Excerpt provided:
------------------------------------

One account of human rabies written by Berton Roueche talked about a man who had spells of mania while hospitalized with rabies and when he felt an attack coming on would warn those around him.
Slight hijack - I had a debate recently with an antivaccinationist on an online forum about what he’d do if bitten by a rabid dog (bear in mind that dog-to-human rabies has virtually been eliminated by vaccination and that properly administered vaccine in humans after bites is nearly 100% protective). His response was to declare that he wouldn’t get sick and that if he did, “natural” treatments instead of vaccination would work fine. I wonder how many antivaxers would have such confidence if they knew they’d been exposed to a rabid animal.
My mother told me several times about a man in our little hometown who died of rabies when she (my mother) was “just a little girl.” She was born in 1910 so I don’t know her exact age at the time. According to her, the victim had to be tied to his bed with rope towards the end because he would become violent and attempt to attack anyone he could. She always included the ‘fact’ that the man’s screams could be heard “all over town” and “everyone” knew the man was dead when the screams stopped. If my mother was just a little girl, I have no idea how she would know the man had to be restrained so I assume she heard it from others so it may or may not be true. I do know that a member of a family I knew had died of rabies at about the general time my mother said it happened but I can’t vouch for anything else.
On the subject: Zsofia, got a question for ya: Since you work in a liberry, maybe you have access to some some old newspaper accounts of this.
One of the few human rabies deaths in South Carolina occurred in Fairfield county in the early 1950s (1950 at the earliest, 1953 at the latest). It was a two-year-old child (last name possibly “Byrd”), who had been bitten on the face by a rabid dog.
That much I found out from some website that tracked confirmed (human) rabies deaths in the US, but have since lost the link or how I came by it.

------------------------------------

Extracted records:
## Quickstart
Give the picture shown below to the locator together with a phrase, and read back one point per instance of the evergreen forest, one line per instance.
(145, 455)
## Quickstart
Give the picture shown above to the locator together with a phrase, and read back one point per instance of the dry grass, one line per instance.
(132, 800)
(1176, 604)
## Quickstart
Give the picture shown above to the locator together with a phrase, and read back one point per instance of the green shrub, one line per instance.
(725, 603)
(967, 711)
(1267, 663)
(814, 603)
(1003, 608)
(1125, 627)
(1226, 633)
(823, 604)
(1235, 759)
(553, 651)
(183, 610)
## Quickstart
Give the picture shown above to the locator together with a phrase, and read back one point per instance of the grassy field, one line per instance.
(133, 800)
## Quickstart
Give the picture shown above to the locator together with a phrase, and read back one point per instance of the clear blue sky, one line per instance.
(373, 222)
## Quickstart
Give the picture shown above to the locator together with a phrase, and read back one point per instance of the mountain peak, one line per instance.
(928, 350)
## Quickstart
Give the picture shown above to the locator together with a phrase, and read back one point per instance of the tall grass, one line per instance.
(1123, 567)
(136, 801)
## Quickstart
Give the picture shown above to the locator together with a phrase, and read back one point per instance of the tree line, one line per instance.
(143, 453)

------------------------------------

List of tasks:
1/ Using the rabies discussion, decide whether each statement agrees with it: (a) the child who died in Fairfield county had been bitten on the hand; (b) the writer's mother was born in 1910; (c) the antivaccinationist said he would rely on vaccination if he got sick. Answer yes or no for each, and quote the deciding words.
2/ List every place name in the rabies discussion.
3/ Repeat the rabies discussion starting with "One of the few" and going on through "came by it.".

Results by task:
1/
(a) No: "who had been bitten on the face by a rabid dog"
(b) Yes: "She was born in 1910"
(c) No: "if he did, “natural” treatments instead of vaccination would work fine"

2/
South Carolina
Fairfield county
the US

3/
One of the few human rabies deaths in South Carolina occurred in Fairfield county in the early 1950s (1950 at the earliest, 1953 at the latest). It was a two-year-old child (last name possibly “Byrd”), who had been bitten on the face by a rabid dog.
That much I found out from some website that tracked confirmed (human) rabies deaths in the US, but have since lost the link or how I came by it.